[Given records]
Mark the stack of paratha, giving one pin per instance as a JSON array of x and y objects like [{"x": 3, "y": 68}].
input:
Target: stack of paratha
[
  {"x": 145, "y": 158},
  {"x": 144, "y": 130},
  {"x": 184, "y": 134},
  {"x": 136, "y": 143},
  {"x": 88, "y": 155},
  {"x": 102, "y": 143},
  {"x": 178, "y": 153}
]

[Aim of the exercise]
Print the material word for word, with nothing left out.

[Your solution]
Mark the stack of paratha, giving one pin per instance as a JSON array of x and y objects like [{"x": 3, "y": 68}].
input:
Target: stack of paratha
[
  {"x": 145, "y": 158},
  {"x": 144, "y": 130},
  {"x": 184, "y": 134},
  {"x": 136, "y": 143},
  {"x": 88, "y": 155},
  {"x": 102, "y": 143},
  {"x": 178, "y": 153}
]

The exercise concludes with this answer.